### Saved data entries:
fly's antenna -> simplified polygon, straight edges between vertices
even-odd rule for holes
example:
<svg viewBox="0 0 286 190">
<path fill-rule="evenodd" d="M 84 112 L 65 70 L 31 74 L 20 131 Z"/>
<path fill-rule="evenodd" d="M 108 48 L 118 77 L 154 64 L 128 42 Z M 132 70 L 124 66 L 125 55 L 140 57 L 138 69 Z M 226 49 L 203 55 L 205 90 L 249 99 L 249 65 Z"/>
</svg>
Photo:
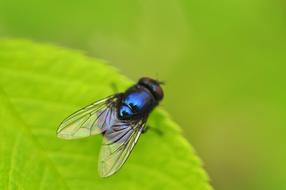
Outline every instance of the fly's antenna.
<svg viewBox="0 0 286 190">
<path fill-rule="evenodd" d="M 159 80 L 159 74 L 156 73 L 156 81 L 160 84 L 160 85 L 165 85 L 166 81 L 165 80 Z"/>
<path fill-rule="evenodd" d="M 166 81 L 165 81 L 165 80 L 158 80 L 158 83 L 159 83 L 160 85 L 165 85 L 165 84 L 166 84 Z"/>
</svg>

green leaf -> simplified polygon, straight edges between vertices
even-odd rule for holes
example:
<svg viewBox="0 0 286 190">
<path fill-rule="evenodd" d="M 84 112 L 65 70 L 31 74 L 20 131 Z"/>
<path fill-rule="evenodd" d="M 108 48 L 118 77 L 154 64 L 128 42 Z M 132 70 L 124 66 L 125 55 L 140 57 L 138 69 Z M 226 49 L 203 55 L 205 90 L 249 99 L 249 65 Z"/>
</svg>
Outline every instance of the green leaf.
<svg viewBox="0 0 286 190">
<path fill-rule="evenodd" d="M 132 84 L 102 60 L 51 45 L 0 40 L 0 189 L 209 190 L 208 177 L 180 128 L 156 109 L 122 169 L 97 174 L 101 136 L 56 137 L 70 113 Z"/>
</svg>

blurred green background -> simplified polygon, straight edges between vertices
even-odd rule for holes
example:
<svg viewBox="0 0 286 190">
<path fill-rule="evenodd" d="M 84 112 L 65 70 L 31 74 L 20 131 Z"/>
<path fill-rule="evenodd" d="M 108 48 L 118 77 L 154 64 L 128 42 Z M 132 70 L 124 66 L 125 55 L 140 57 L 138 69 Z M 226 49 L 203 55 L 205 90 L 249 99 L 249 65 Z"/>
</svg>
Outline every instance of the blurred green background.
<svg viewBox="0 0 286 190">
<path fill-rule="evenodd" d="M 162 106 L 220 190 L 286 189 L 285 34 L 283 0 L 0 1 L 0 37 L 166 81 Z"/>
</svg>

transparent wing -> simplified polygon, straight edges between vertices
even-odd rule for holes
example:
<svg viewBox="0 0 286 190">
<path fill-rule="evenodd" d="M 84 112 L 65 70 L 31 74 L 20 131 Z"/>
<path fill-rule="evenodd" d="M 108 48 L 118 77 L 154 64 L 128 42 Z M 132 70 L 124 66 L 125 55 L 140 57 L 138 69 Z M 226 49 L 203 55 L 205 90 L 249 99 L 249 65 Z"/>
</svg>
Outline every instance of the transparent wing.
<svg viewBox="0 0 286 190">
<path fill-rule="evenodd" d="M 118 171 L 136 144 L 146 119 L 135 122 L 117 121 L 104 133 L 99 155 L 98 171 L 107 177 Z"/>
<path fill-rule="evenodd" d="M 116 101 L 120 94 L 107 97 L 67 117 L 59 126 L 57 136 L 77 139 L 104 132 L 113 124 Z"/>
</svg>

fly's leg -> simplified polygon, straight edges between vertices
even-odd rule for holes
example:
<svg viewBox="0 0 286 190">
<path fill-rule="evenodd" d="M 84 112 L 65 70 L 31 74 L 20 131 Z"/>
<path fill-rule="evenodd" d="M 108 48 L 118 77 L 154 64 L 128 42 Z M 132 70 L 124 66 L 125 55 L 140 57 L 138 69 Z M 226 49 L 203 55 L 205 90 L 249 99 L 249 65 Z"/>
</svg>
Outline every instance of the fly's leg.
<svg viewBox="0 0 286 190">
<path fill-rule="evenodd" d="M 145 125 L 141 133 L 145 134 L 148 130 L 149 130 L 149 126 Z"/>
<path fill-rule="evenodd" d="M 117 94 L 119 91 L 118 91 L 118 87 L 117 87 L 117 85 L 114 83 L 114 82 L 112 82 L 111 84 L 110 84 L 110 87 L 111 87 L 111 89 L 112 89 L 112 91 L 113 91 L 113 93 L 114 94 Z"/>
<path fill-rule="evenodd" d="M 159 136 L 162 136 L 162 135 L 163 135 L 163 132 L 162 132 L 160 129 L 151 127 L 150 125 L 146 125 L 146 126 L 144 127 L 144 129 L 142 130 L 142 134 L 146 133 L 146 132 L 149 131 L 149 130 L 151 130 L 151 131 L 157 133 L 157 135 L 159 135 Z"/>
</svg>

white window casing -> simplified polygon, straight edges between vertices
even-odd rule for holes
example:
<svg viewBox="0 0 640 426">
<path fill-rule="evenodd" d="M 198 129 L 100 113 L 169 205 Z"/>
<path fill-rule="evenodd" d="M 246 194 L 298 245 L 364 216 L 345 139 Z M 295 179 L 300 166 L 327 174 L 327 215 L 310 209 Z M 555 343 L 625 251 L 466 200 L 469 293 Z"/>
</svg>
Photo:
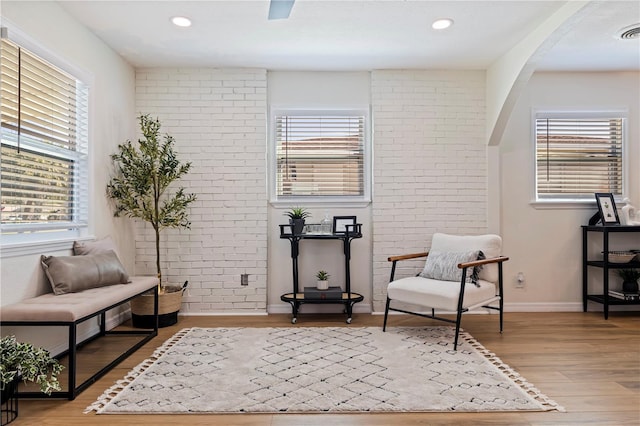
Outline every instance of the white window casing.
<svg viewBox="0 0 640 426">
<path fill-rule="evenodd" d="M 533 114 L 536 203 L 595 202 L 594 193 L 622 199 L 626 190 L 626 113 Z"/>
<path fill-rule="evenodd" d="M 272 204 L 370 202 L 367 108 L 273 108 L 269 124 Z"/>
<path fill-rule="evenodd" d="M 88 87 L 29 50 L 0 45 L 1 231 L 7 249 L 86 233 Z"/>
</svg>

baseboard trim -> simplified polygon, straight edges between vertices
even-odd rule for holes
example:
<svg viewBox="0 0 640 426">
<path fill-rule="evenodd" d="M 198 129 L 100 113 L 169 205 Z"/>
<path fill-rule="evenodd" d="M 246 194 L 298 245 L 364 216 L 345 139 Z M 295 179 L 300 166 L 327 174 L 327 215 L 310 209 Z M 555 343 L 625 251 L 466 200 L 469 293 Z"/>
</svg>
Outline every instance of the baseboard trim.
<svg viewBox="0 0 640 426">
<path fill-rule="evenodd" d="M 179 317 L 240 317 L 240 316 L 257 316 L 263 317 L 269 315 L 266 311 L 223 311 L 223 312 L 178 312 Z"/>
</svg>

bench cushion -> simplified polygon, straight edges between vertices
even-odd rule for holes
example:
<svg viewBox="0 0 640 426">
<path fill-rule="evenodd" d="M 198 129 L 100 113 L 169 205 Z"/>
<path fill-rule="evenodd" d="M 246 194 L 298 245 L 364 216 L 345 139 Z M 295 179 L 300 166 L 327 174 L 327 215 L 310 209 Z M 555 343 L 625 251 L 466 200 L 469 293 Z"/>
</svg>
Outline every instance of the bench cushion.
<svg viewBox="0 0 640 426">
<path fill-rule="evenodd" d="M 73 322 L 158 285 L 155 276 L 136 276 L 130 280 L 128 284 L 91 288 L 79 293 L 47 293 L 3 306 L 0 321 Z"/>
</svg>

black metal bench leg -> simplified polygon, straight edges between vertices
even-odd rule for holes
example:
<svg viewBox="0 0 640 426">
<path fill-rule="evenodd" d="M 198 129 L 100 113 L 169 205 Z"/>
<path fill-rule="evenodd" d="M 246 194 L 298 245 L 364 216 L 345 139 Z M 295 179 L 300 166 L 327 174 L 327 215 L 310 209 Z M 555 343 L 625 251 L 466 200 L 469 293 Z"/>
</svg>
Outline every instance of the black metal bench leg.
<svg viewBox="0 0 640 426">
<path fill-rule="evenodd" d="M 76 323 L 69 325 L 69 401 L 76 398 L 76 369 L 77 369 L 77 329 Z"/>
</svg>

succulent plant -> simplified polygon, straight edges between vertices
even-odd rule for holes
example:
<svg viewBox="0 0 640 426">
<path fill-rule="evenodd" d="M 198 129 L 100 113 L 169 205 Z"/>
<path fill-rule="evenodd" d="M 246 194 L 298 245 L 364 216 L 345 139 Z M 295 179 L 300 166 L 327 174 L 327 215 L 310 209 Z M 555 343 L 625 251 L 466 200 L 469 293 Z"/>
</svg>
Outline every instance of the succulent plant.
<svg viewBox="0 0 640 426">
<path fill-rule="evenodd" d="M 284 215 L 289 216 L 290 219 L 306 219 L 311 216 L 311 213 L 303 207 L 293 207 L 288 212 L 285 212 Z"/>
<path fill-rule="evenodd" d="M 327 271 L 318 271 L 316 274 L 316 278 L 318 281 L 327 281 L 331 275 L 327 273 Z"/>
</svg>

### TASK TO COMPLETE:
List every line above containing the word "between".

### ANSWER SPACE:
fly's antenna -> simplified polygon, straight edges between vertices
green leaf -> simplified polygon, straight edges between vertices
blurred green background -> simplified polygon, straight edges between vertices
transparent wing -> simplified polygon, straight edges between vertices
fly's leg -> simplified polygon, straight edges between vertices
white window casing -> simplified polygon, straight edges between vertices
baseboard trim -> simplified polygon, straight edges between vertices
bench cushion -> simplified polygon, straight edges between vertices
black metal bench leg -> simplified polygon, straight edges between vertices
succulent plant -> simplified polygon, straight edges between vertices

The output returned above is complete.